Data provided Start Marker

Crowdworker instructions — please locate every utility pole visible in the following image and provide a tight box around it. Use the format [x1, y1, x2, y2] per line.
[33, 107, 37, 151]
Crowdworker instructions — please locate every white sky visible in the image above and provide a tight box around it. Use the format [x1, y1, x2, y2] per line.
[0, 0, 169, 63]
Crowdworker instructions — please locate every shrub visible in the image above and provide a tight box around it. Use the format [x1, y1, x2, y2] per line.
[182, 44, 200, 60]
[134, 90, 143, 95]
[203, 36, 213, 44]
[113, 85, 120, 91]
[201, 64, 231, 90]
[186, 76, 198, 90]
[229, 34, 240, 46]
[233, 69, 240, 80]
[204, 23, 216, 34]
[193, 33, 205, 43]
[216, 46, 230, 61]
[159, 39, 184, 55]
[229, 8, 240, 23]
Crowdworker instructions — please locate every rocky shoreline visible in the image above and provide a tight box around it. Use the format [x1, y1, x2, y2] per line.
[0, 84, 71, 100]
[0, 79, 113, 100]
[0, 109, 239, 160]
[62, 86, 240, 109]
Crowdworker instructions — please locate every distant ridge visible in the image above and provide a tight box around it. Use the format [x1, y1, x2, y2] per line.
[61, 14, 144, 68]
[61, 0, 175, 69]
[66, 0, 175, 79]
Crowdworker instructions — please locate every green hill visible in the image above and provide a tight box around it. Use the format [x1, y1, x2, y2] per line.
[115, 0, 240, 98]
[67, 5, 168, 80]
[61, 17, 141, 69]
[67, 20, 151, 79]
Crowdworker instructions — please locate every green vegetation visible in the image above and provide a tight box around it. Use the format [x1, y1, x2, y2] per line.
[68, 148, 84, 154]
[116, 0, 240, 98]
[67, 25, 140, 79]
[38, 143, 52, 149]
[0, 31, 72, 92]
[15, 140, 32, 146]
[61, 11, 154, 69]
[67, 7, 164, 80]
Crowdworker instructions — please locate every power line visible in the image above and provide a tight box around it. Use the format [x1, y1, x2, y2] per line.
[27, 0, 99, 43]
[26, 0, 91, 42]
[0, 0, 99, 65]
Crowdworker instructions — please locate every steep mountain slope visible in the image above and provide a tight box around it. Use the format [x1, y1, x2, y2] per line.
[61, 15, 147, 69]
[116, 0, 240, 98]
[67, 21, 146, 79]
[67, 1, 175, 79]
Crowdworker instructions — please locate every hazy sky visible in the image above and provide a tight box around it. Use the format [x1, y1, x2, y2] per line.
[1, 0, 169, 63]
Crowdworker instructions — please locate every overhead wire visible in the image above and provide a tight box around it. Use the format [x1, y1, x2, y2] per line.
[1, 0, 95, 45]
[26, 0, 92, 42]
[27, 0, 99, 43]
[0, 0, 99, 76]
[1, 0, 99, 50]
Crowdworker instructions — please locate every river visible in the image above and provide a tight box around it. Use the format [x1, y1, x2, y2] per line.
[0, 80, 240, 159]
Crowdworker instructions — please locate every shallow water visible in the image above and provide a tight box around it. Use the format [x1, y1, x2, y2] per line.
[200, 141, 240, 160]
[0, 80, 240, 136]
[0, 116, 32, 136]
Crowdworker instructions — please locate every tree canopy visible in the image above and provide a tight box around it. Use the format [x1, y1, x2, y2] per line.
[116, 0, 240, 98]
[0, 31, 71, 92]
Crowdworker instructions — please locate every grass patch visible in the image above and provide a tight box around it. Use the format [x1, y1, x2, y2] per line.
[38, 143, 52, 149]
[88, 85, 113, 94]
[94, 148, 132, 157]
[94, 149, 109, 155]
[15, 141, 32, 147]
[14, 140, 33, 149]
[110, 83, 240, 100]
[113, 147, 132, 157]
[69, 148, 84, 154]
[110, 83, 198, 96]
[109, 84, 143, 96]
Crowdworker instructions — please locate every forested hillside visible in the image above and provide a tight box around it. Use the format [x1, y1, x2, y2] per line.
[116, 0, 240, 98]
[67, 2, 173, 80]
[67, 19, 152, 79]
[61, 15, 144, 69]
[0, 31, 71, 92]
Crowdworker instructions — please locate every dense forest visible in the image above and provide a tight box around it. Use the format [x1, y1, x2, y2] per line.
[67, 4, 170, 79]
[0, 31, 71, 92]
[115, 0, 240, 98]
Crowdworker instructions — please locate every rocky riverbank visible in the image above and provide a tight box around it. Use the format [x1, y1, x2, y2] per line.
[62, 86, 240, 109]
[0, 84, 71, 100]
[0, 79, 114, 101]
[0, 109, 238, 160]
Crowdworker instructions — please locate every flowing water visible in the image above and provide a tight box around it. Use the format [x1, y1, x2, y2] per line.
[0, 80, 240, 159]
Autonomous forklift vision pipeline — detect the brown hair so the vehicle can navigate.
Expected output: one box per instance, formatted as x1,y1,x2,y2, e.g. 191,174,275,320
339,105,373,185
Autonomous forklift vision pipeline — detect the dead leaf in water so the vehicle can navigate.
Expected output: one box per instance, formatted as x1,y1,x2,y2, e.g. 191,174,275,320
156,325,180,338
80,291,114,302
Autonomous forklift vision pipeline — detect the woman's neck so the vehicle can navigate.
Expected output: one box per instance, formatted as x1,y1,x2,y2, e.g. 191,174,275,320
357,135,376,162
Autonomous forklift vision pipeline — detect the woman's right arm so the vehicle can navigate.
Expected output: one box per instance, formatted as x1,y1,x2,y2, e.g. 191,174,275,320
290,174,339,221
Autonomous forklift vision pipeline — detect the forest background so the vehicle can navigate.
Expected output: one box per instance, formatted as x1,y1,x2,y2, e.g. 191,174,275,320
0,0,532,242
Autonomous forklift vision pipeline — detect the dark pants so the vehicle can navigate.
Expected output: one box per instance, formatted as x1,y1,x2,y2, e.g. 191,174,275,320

Data provided End Marker

Which lines in the data above hold the word "woman"? Return each of them.

Autonomous forklift vision pipeline — detect the woman's neck so the vehicle can navigate.
Autonomous forklift vision pipeline — detect the woman's right arm so the vehicle can navigate.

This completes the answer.